**BRIEF**
Below is a listing with pictures. Repeat exactly the lines starting at the one holding "Where can the dusk" and going on through the one holding "Query: window pane", and leave every picture out.

**EXERCISE MATERIAL**
Content starts

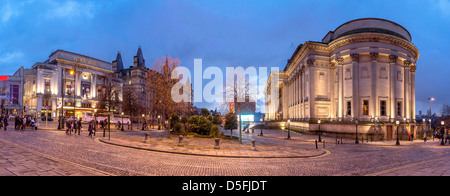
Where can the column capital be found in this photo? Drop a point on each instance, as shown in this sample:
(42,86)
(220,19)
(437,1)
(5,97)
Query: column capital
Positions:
(373,56)
(406,63)
(413,68)
(310,62)
(393,58)
(332,65)
(340,60)
(355,57)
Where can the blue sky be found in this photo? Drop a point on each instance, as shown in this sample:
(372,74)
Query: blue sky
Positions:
(221,32)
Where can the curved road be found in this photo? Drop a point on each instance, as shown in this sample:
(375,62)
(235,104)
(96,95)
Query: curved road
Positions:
(82,155)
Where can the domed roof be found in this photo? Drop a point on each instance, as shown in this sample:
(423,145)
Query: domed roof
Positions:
(371,25)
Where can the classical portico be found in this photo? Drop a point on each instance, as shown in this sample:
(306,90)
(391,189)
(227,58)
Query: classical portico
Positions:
(363,70)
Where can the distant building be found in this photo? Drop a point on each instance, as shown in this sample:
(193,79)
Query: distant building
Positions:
(67,84)
(11,93)
(364,69)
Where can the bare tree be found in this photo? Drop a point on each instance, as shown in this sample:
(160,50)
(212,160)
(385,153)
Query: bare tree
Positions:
(109,95)
(130,103)
(159,86)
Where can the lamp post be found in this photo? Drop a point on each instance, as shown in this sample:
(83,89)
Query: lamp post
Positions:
(262,122)
(404,127)
(442,132)
(356,139)
(122,122)
(289,131)
(143,119)
(398,139)
(320,138)
(431,99)
(159,122)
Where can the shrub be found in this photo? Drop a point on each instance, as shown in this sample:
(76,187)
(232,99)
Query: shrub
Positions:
(177,127)
(214,131)
(200,125)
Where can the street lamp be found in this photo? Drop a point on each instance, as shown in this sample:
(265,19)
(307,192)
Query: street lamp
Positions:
(356,139)
(261,120)
(143,119)
(122,122)
(398,139)
(289,131)
(442,132)
(320,138)
(159,122)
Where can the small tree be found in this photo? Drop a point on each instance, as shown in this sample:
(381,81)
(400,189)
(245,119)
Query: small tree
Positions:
(216,119)
(231,122)
(200,125)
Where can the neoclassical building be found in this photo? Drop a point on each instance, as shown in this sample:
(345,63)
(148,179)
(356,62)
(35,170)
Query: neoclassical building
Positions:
(67,84)
(363,70)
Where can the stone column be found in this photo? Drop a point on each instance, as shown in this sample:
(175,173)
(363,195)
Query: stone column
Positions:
(392,86)
(413,92)
(312,82)
(332,82)
(373,93)
(340,62)
(406,90)
(355,86)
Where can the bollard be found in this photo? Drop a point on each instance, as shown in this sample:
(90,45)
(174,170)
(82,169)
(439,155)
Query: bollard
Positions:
(146,137)
(180,140)
(253,145)
(217,146)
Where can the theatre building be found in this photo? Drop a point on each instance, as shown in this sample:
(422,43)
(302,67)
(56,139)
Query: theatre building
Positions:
(69,84)
(362,72)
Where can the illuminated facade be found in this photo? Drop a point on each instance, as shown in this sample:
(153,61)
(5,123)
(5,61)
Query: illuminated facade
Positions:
(364,69)
(11,93)
(69,80)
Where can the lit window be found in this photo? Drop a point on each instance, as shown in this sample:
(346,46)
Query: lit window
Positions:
(365,107)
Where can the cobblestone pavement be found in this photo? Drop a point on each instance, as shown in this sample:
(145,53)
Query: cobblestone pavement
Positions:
(51,152)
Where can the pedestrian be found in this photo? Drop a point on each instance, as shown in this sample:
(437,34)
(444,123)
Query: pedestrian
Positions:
(68,127)
(424,136)
(5,122)
(24,123)
(75,127)
(79,126)
(91,129)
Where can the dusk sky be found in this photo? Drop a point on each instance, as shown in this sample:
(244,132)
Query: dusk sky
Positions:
(222,33)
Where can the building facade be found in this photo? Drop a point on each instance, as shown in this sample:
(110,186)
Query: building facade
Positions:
(363,70)
(11,93)
(67,84)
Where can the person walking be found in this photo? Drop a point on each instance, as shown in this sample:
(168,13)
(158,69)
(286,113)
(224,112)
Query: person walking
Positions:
(79,126)
(91,129)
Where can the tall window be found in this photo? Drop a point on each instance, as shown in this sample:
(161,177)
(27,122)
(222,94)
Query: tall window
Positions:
(86,90)
(382,108)
(399,108)
(365,107)
(47,86)
(349,108)
(14,96)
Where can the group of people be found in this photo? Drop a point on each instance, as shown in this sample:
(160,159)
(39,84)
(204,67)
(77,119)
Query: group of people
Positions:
(20,122)
(76,126)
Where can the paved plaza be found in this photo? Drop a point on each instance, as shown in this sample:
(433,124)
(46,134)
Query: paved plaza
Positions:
(51,152)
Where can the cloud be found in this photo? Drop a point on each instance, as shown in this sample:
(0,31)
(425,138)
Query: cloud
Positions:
(7,11)
(70,9)
(11,57)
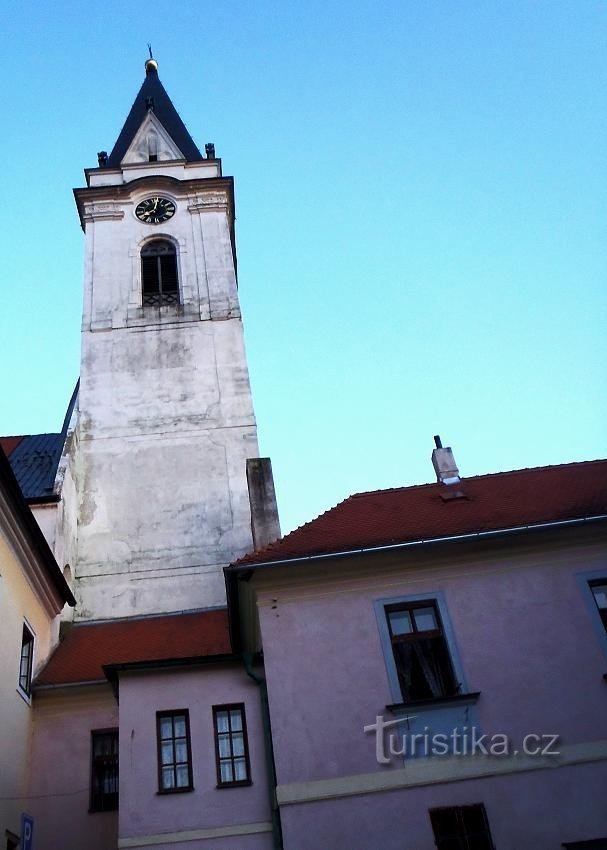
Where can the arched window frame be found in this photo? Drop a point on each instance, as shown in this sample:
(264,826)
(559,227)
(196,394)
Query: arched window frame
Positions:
(160,284)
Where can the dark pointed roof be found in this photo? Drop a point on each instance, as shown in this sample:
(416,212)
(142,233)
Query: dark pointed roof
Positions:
(34,458)
(164,111)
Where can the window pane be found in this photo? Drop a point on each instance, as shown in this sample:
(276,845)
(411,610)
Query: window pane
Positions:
(183,777)
(400,622)
(149,272)
(236,720)
(226,772)
(181,751)
(104,779)
(238,744)
(240,769)
(168,779)
(221,718)
(600,594)
(224,746)
(425,619)
(167,753)
(168,270)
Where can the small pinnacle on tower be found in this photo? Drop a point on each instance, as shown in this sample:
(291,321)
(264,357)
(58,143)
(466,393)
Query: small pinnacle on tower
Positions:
(150,64)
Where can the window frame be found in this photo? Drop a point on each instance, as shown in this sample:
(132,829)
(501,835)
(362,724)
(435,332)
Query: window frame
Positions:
(586,580)
(440,648)
(438,598)
(172,713)
(235,783)
(93,799)
(463,837)
(26,690)
(593,583)
(149,243)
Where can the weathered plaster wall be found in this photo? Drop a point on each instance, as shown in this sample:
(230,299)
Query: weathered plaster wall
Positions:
(59,786)
(523,634)
(143,812)
(46,517)
(18,603)
(537,810)
(166,420)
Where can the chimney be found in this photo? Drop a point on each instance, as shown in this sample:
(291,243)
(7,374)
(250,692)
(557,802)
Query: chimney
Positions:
(444,464)
(262,499)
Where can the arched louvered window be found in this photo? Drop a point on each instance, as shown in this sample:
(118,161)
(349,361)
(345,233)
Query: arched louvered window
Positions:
(159,273)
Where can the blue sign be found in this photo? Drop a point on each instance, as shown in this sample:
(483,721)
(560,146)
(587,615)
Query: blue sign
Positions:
(27,832)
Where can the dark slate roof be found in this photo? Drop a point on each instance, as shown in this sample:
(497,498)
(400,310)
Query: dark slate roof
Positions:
(485,503)
(34,463)
(166,114)
(34,458)
(31,529)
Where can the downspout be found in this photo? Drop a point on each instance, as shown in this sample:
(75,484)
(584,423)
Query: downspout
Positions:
(247,660)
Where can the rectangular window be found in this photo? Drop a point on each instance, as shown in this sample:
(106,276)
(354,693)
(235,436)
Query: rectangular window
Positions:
(27,657)
(599,591)
(104,770)
(174,751)
(231,745)
(421,654)
(461,828)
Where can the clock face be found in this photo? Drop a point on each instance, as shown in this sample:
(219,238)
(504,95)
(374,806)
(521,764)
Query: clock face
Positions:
(155,210)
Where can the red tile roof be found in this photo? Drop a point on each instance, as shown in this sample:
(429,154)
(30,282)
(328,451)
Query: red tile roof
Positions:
(492,502)
(80,657)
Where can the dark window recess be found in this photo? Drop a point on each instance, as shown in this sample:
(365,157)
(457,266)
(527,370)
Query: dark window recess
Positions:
(231,745)
(27,657)
(12,842)
(159,273)
(104,770)
(599,591)
(461,828)
(420,651)
(174,751)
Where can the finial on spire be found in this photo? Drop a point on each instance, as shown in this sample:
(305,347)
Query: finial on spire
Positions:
(151,64)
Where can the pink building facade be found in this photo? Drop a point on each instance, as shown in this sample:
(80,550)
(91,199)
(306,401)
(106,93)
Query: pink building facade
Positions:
(517,617)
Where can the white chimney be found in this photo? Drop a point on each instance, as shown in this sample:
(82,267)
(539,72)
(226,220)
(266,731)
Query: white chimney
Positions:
(444,464)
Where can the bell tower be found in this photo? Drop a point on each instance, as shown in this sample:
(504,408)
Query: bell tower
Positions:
(165,417)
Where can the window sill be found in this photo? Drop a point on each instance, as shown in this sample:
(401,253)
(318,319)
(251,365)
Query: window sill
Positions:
(242,784)
(466,699)
(27,698)
(162,792)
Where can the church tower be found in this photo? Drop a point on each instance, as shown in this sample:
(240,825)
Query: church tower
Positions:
(165,420)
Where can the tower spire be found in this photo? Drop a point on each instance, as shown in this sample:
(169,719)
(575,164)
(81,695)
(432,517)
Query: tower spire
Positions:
(152,96)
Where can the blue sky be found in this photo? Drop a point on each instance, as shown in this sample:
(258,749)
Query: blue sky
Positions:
(421,218)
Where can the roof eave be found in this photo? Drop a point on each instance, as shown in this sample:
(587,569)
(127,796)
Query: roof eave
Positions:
(251,567)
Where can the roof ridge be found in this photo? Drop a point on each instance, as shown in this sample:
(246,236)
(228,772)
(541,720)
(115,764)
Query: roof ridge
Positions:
(140,617)
(463,479)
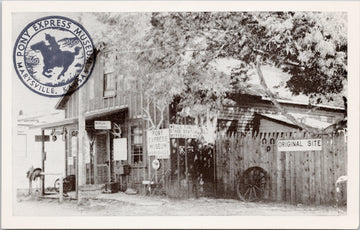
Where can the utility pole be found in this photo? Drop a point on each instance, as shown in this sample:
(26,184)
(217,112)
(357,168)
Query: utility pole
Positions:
(81,180)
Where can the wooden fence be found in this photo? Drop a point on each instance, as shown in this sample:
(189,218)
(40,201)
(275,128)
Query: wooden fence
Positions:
(306,177)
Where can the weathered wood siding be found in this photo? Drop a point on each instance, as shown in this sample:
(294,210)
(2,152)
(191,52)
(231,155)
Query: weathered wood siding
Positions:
(306,177)
(95,99)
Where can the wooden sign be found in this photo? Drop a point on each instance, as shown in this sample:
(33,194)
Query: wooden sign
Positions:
(299,145)
(39,138)
(102,125)
(184,131)
(158,143)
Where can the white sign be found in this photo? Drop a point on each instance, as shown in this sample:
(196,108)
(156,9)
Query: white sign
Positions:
(299,145)
(184,131)
(102,124)
(155,164)
(158,142)
(70,161)
(120,149)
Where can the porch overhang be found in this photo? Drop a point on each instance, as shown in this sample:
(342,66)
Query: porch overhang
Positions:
(56,124)
(105,112)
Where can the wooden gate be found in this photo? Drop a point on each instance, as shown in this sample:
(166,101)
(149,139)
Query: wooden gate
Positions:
(297,176)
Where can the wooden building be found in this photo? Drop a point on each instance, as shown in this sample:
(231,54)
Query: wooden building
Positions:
(107,97)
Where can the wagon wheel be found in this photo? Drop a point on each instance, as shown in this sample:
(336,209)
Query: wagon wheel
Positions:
(252,185)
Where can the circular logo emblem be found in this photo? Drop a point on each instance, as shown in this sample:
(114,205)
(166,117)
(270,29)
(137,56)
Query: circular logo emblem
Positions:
(54,56)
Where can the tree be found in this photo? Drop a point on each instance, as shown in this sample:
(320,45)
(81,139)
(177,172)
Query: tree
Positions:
(311,46)
(175,55)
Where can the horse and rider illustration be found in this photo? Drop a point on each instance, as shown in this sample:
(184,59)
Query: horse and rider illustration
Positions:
(53,56)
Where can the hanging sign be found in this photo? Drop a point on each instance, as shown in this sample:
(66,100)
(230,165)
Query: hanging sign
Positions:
(102,124)
(184,131)
(299,145)
(155,164)
(40,138)
(158,143)
(120,149)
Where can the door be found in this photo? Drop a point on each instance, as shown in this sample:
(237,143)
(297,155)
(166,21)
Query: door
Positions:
(102,147)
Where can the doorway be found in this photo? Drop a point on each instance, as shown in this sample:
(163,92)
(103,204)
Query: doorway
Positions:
(102,156)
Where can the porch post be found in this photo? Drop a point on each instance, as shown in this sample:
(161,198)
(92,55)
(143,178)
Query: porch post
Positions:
(43,157)
(81,180)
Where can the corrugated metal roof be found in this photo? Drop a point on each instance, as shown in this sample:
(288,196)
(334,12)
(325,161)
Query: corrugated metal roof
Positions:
(311,122)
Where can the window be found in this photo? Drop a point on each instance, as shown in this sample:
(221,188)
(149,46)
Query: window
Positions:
(109,85)
(136,145)
(109,77)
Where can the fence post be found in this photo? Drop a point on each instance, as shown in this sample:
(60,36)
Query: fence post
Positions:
(61,193)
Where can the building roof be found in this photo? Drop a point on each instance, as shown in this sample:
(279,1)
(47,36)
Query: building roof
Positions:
(311,122)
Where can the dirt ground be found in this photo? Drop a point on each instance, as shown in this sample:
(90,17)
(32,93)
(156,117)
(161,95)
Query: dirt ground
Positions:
(129,205)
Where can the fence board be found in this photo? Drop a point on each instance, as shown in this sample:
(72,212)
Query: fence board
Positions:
(312,191)
(288,177)
(293,178)
(296,177)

Content ends

**REPLY**
Where can the dusk sky be found in this photo? Drop a point on each instance, as shown in this sample:
(244,132)
Query: dusk sky
Positions:
(222,33)
Where can the building facade be found in this photo? Drop a point on each instance, as shown in this sample:
(110,186)
Query: building facade
Positions:
(363,70)
(11,93)
(67,84)
Where can the person walking be found in this photo? Drop a point on each instance, as shown in this sample:
(168,13)
(158,69)
(286,113)
(224,112)
Query: person walking
Positions:
(79,126)
(91,129)
Where can the tall window be found in this photo? Drop a point on each instance, as shown in this sample:
(161,177)
(27,122)
(222,94)
Query: tall window
Positions:
(86,90)
(382,108)
(399,108)
(365,107)
(47,86)
(349,108)
(14,96)
Where can the group of people be found in this photo? Drop a point on each instance, as shown in this sample:
(160,159)
(39,84)
(204,67)
(77,119)
Query: group of people
Positions:
(20,122)
(76,126)
Where can the paved plaza be found in this photo? Drop a point on each instance, as shown in this sample:
(433,124)
(46,134)
Query: paved plaza
Positions:
(51,152)
Where can the cloud be found in this photo? Drop a point on each instance, as shown in this sample:
(0,31)
(425,138)
Query: cloud
Positions:
(7,11)
(70,9)
(11,57)
Where can the arched window frame be found in this photo? Drop a point on each instance, as shown in this sample:
(264,826)
(559,227)
(196,394)
Query: arched window frame
Positions:
(160,284)
Where can the dark pointed roof be found in this photo? Drop a point on each instance, as shown in this sample:
(416,212)
(142,233)
Query: dark pointed roof
Positions:
(34,458)
(164,111)
Where can the window pane be found in this photo? Drop a point on each instance, as shown in this sample:
(276,845)
(411,610)
Query: window pane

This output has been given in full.